> Recorded data
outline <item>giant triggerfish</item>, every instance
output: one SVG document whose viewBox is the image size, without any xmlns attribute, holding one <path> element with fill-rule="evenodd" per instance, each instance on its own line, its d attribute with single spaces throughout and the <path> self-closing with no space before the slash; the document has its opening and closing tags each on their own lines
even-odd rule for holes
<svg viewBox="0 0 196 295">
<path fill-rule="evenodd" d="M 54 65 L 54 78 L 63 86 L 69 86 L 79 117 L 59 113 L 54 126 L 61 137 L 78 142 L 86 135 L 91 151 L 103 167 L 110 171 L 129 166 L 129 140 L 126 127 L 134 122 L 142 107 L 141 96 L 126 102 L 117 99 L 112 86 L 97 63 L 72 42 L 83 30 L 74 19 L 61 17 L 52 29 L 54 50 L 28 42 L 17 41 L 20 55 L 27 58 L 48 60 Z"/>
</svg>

* * *

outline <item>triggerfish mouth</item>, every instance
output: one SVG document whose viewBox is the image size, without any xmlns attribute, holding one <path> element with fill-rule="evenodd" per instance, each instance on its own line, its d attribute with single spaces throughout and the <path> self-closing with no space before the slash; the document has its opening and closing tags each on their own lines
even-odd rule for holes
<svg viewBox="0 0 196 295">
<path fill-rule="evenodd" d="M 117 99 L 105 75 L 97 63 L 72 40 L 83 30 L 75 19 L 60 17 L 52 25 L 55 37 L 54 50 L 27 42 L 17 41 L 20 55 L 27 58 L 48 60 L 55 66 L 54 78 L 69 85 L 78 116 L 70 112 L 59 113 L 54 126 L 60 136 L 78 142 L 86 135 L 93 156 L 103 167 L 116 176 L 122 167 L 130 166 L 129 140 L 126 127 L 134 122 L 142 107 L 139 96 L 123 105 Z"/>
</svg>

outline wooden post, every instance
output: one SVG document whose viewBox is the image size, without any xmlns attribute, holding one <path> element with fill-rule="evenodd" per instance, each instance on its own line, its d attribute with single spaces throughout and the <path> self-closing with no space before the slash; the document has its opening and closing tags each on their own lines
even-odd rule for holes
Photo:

...

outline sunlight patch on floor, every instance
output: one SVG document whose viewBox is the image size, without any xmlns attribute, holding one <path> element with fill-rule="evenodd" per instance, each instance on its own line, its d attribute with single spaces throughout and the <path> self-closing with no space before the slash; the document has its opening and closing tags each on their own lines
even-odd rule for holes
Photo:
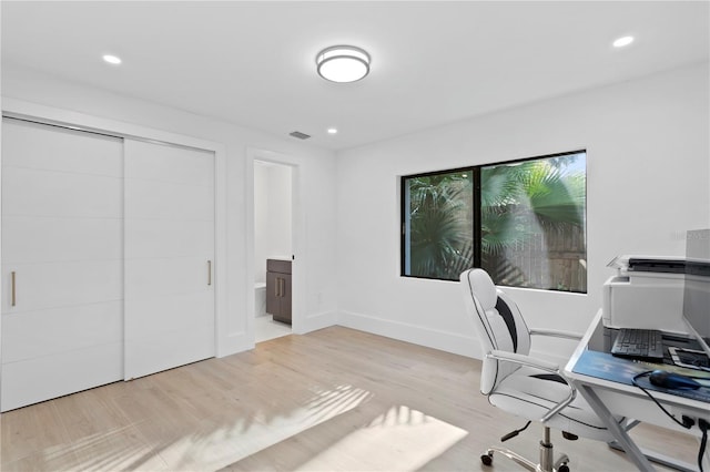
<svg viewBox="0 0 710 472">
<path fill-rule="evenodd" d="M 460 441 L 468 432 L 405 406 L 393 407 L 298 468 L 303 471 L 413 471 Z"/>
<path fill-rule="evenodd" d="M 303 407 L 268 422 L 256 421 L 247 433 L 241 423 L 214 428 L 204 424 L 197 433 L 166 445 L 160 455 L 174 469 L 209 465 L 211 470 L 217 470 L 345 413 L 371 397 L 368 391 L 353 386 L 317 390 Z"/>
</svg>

> Work to be completed
Pull out every line of the data above that contains the string "triggerfish". Match case exactly.

> Response to the exercise
outline <item>giant triggerfish</item>, every instance
outline <item>triggerfish mouth</item>, every instance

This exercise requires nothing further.